Exercise objective: Can you switch "water spray" to "sea spray" in the rows starting at the line that contains "Where can you see the water" and ending at the line that contains "<point>567,692</point>", keeping everything else the same, and return only those rows?

Material for this exercise:
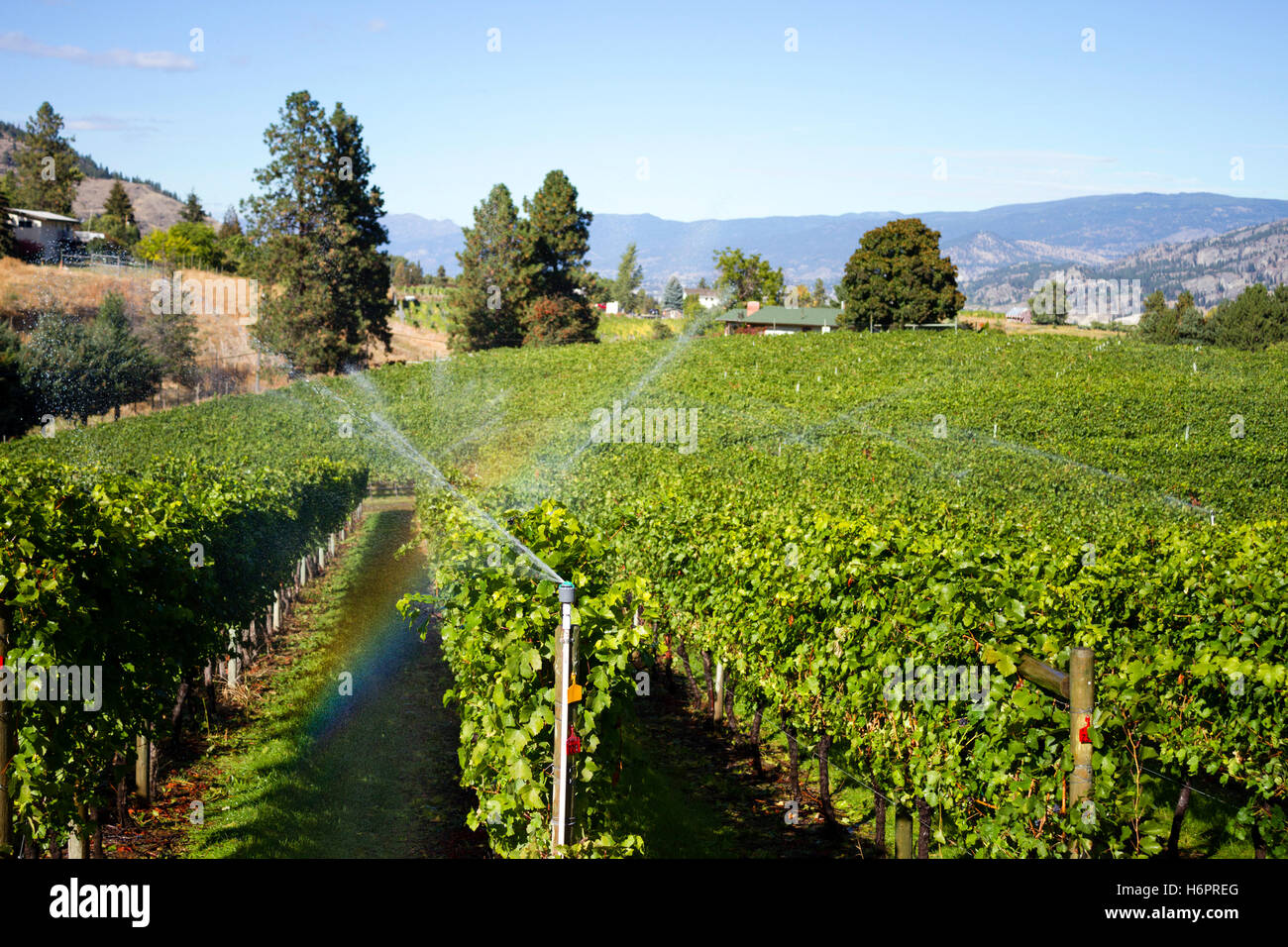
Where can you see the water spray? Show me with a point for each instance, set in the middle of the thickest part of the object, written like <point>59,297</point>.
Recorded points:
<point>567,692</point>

--

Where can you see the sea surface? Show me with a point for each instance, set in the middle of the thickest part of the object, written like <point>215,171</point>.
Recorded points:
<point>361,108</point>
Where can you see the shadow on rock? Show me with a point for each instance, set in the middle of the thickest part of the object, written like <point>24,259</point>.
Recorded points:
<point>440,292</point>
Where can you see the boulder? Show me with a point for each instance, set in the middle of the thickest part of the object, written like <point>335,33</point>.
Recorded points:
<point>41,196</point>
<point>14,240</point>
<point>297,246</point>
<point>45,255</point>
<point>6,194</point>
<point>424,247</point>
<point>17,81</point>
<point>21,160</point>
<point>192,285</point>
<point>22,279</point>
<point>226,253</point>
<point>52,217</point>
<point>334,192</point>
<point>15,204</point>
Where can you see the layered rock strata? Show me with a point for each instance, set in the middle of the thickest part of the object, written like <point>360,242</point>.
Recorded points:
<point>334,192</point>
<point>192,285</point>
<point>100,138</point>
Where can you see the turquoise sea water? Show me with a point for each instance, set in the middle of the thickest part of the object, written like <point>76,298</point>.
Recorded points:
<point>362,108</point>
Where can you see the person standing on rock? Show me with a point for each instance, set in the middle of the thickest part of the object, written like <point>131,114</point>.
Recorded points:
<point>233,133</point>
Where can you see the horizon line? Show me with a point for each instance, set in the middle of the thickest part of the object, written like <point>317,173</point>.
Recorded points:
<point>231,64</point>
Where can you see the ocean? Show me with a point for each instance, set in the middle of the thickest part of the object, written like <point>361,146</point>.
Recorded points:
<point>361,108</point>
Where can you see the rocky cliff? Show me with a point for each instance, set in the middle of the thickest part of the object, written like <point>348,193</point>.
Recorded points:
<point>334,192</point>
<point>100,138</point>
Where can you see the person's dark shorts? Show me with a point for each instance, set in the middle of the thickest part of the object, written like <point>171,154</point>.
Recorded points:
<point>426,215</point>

Solution to this problem:
Where can you see the sea spray? Show me with a point for each instance, set in the middle of the thickest part of the object, written like <point>59,297</point>.
Recorded points:
<point>567,692</point>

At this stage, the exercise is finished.